_SELECTED PASSAGE_
Tuesday, February 9, 2010

Notes from outer-space.


Every once in a while I like to imagine what some alien-culture, like, say, college graduates, would think of America if they had nothing to judge her by other than the television commercials that aired on the most-viewed telecast ever, Super Bowl XTHLxIIV.

Here are some reasonable conclusions:

1. There is no middle age. Everyone is either a 20-something or 80+ like Abe Vigoda and Betty White.
2. No one is fat. Not even incessant beer-drinkers and people who love Doritos like Marcel Proust loved madeleines.
3. There is an unholy fascination with wearing one's underwear with no pants. And this behavior is extraordinarily funny.
4. We have learned to communicate with beavers and they are our friends. Alvin and the Chipmunks, the Squeak-el notwithstanding.
5. Beer is the nectar of the gods. You can build a house out of it, including furniture and drinking it is preferable to personal safety, thus upsetting Maslow's hierarchy of needs.
6. One of our genders feels threatened. Men are so insecure they need to reassert their penis-hood via their choice of soap.

Monday, February 8, 2010

A thought in passing.

"They're brain dead from the head up."

How bad ads get approved and produced.


From this week's New Yorker.

Super Bowl review.

"A culture that cannot distinguish between reality and illusion dies. And we are dying now. We will either wake from our state of induced childishness, one where trivia and gossip pass for news and information, one where our goal is not justice but an elusive and unattainable happiness, to confront the stark limitations before us, or we will continue our headlong retreat into fantasy."

The above is from Christopher Hedges' critique of modern America, "The Empire of Illusion." I thought of it as I watched as much of the "game" as I could stand last night.

Drugged, over-sized black men, led by a white man to "redeem a city."
The bombast and noise of the legion of announcers. (Imagine if our wars were as well-covered.) Products as drugs--particularly beer, soda and soap.

Someone who builds his house out of Bud Light? People who prefer to live on a desert island with Bud Light to being saved? Coke promising you can "open happiness"? Soap, or pants, that let you assert your man-ness?

This is bread and circuses and I found it all very depressing.

Friday, February 5, 2010

Supply chains and the death of America.

At one time, companies like Standard Oil, Ford Motor and US Steel ruled the world. They exemplified vertical integration. For instance, they found the oil, built the derrick with wood grown in their forests, shipped the oil in barrels made with their wood by their coopers, and refined and distributed their product through their exclusive wholly-owned companies.

_EXCERPTED RECORDS_
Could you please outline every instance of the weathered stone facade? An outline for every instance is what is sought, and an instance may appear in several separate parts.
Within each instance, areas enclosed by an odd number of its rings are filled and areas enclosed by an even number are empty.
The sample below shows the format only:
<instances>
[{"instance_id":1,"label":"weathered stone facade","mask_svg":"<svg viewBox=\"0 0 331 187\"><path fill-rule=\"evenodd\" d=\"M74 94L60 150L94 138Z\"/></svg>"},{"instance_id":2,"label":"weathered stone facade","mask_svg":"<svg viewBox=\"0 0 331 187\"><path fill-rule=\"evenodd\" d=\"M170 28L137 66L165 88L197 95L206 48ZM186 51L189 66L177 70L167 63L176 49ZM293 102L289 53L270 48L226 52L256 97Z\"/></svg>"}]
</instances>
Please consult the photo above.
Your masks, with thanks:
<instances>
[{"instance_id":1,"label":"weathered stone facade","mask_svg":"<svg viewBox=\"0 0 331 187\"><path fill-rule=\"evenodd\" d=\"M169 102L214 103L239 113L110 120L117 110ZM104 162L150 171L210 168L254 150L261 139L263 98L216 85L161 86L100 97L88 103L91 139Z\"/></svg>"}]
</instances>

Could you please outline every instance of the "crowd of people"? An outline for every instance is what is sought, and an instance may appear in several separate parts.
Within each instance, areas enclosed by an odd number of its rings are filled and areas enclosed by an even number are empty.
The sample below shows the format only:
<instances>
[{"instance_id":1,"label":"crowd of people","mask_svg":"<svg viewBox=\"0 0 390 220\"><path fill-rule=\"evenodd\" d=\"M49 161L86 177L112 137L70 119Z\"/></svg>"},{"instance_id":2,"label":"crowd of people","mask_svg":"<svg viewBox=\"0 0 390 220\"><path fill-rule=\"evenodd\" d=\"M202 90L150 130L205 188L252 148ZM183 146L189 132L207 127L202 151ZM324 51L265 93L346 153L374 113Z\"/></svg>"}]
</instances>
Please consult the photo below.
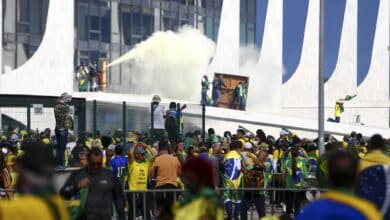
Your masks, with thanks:
<instances>
[{"instance_id":1,"label":"crowd of people","mask_svg":"<svg viewBox=\"0 0 390 220\"><path fill-rule=\"evenodd\" d=\"M79 92L101 91L103 86L103 73L98 71L96 63L81 62L76 68Z\"/></svg>"},{"instance_id":2,"label":"crowd of people","mask_svg":"<svg viewBox=\"0 0 390 220\"><path fill-rule=\"evenodd\" d=\"M212 92L211 98L208 96L208 91L210 90L210 81L207 75L204 75L201 80L201 104L208 106L220 106L220 101L222 98L222 87L228 88L223 81L222 75L215 75L213 81L211 82ZM228 108L245 110L246 100L247 100L247 85L245 82L240 81L232 90L231 95L228 100Z\"/></svg>"},{"instance_id":3,"label":"crowd of people","mask_svg":"<svg viewBox=\"0 0 390 220\"><path fill-rule=\"evenodd\" d=\"M113 215L125 219L126 206L129 219L247 219L249 210L256 210L261 218L270 214L266 204L281 207L283 217L297 219L390 217L389 207L383 206L389 198L384 180L390 165L390 141L379 135L365 138L352 132L342 140L326 136L326 152L319 155L317 140L301 138L286 129L273 137L261 129L251 133L239 128L218 135L210 128L205 139L200 131L194 131L176 142L164 131L159 139L130 131L125 140L122 132L95 137L87 134L82 142L69 135L66 165L81 169L66 181L60 195L65 200L83 201L82 211L77 206L77 211L71 212L73 219L110 219ZM57 204L52 186L41 181L53 172L52 159L45 164L42 158L49 154L51 158L57 147L50 129L33 134L31 140L26 139L24 130L4 133L1 139L1 188L17 189L23 195L34 192L32 185L41 184L34 189L45 189ZM312 187L329 192L304 206L310 198L304 189ZM247 188L258 190L240 190ZM267 190L274 188L286 190ZM141 192L149 189L167 192L165 196ZM175 203L174 194L169 193L172 189L186 193ZM123 190L129 190L128 197ZM6 200L15 197L7 190L1 196ZM147 202L143 202L144 196ZM45 203L53 201L43 200ZM3 205L0 203L2 210ZM336 209L340 211L329 211ZM64 215L62 209L56 215Z\"/></svg>"}]
</instances>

_WRITTEN REQUEST 1_
Summarize the blog excerpt in three sentences.
_WRITTEN REQUEST 2_
From the blog excerpt, extract word for word the part that opens with the words "Super Bowl review." and closes with "stand last night.".

_WRITTEN ANSWER 1_
The blog excerpt imagines what an alien culture would conclude about America from the Super Bowl commercials alone, such as that no one is fat, beer is the nectar of the gods, and men are so insecure they reassert themselves through their choice of soap. A second post quotes Christopher Hedges' warning that a culture unable to distinguish between reality and illusion dies, and calls the game and its ads bread and circuses that the writer found very depressing. A third post recalls a time when companies like Standard Oil, Ford Motor and US Steel ruled the world and exemplified vertical integration.

_WRITTEN ANSWER 2_
Super Bowl review.

"A culture that cannot distinguish between reality and illusion dies. And we are dying now. We will either wake from our state of induced childishness, one where trivia and gossip pass for news and information, one where our goal is not justice but an elusive and unattainable happiness, to confront the stark limitations before us, or we will continue our headlong retreat into fantasy."

The above is from Christopher Hedges' critique of modern America, "The Empire of Illusion." I thought of it as I watched as much of the "game" as I could stand last night.